=== DATA ===
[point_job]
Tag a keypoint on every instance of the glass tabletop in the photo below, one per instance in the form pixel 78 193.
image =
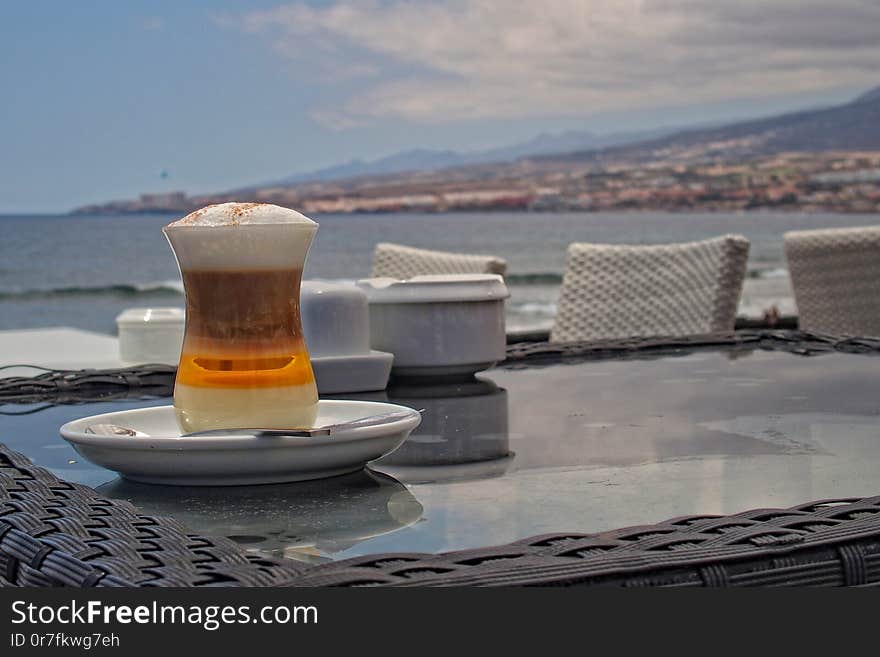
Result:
pixel 579 447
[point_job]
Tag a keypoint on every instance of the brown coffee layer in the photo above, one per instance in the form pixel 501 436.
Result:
pixel 243 329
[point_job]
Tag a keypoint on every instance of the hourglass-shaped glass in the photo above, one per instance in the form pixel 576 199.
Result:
pixel 244 361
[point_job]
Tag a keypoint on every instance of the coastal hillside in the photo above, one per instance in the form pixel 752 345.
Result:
pixel 824 159
pixel 852 126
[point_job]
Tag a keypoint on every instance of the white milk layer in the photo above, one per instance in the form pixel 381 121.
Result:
pixel 201 408
pixel 242 214
pixel 241 236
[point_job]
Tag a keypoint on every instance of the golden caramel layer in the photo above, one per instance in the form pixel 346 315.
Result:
pixel 228 370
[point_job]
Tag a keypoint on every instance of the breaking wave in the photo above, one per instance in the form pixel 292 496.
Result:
pixel 125 290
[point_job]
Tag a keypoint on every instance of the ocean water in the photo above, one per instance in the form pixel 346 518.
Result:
pixel 82 271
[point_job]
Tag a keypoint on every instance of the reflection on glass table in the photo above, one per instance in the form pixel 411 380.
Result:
pixel 599 444
pixel 463 434
pixel 308 521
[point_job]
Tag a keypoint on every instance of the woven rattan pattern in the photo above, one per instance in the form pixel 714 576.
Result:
pixel 55 533
pixel 825 543
pixel 615 291
pixel 398 261
pixel 836 278
pixel 58 533
pixel 802 343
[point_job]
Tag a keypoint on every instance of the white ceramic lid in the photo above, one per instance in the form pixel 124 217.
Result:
pixel 435 288
pixel 135 316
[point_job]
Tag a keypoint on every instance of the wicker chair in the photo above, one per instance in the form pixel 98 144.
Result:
pixel 397 261
pixel 836 278
pixel 612 291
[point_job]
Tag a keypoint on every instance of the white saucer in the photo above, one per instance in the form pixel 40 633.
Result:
pixel 165 457
pixel 352 373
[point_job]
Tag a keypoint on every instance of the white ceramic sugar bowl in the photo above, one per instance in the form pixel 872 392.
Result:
pixel 336 326
pixel 449 325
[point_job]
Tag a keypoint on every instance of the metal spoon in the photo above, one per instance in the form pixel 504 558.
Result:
pixel 326 430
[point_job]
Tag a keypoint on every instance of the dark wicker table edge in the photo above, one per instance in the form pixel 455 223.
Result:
pixel 56 533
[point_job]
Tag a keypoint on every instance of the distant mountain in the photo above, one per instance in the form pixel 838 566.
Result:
pixel 424 159
pixel 869 96
pixel 852 126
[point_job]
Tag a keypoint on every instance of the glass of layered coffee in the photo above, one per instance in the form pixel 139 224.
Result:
pixel 244 361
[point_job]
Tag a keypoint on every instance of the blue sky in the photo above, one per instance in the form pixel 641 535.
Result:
pixel 100 97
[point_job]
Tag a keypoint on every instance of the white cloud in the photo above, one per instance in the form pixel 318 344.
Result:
pixel 464 59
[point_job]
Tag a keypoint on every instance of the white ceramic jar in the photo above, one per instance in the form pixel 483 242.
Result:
pixel 336 327
pixel 438 325
pixel 150 335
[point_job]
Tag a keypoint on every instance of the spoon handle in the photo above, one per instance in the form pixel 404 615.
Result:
pixel 326 430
===
• WRITTEN TASK: Write out the rows word for word, starting with the very first line and going on through the line that contains "pixel 82 271". Leave the pictures out of your answer.

• SOLVED EXERCISE:
[point_job]
Tag a keypoint on every instance of the glass tabletop in the photo below, one per instance in the form pixel 78 193.
image =
Result:
pixel 579 447
[point_job]
Tag a keypoint on every instance of the brown coffee layer in the photo above, one per instance in the form pixel 501 436.
Result:
pixel 243 329
[point_job]
Tag a keypoint on every instance of the hourglass-shaped glass in the photo above, one per instance in the form pixel 576 199.
Result:
pixel 244 361
[point_job]
Tag a keypoint on every instance of the coastal hillside in the photo above, one per instance in the form pixel 752 345.
Result:
pixel 824 159
pixel 852 126
[point_job]
Tag a keypoint on every instance of the white milk layer in the photo above, one per instance in the form pixel 381 121.
Result:
pixel 201 408
pixel 242 214
pixel 241 236
[point_job]
Tag a keypoint on every instance of the golden caramel layer in the photo above, one per instance in the form pixel 346 315.
Result:
pixel 228 370
[point_job]
Tag a keypoint on every instance of the breaking wave in the photo above, one per instance in the form pixel 292 496.
Result:
pixel 125 290
[point_job]
Tag a keypoint on every instance of the ocean water in the photo above, one per instance in the form pixel 346 518.
Result:
pixel 82 271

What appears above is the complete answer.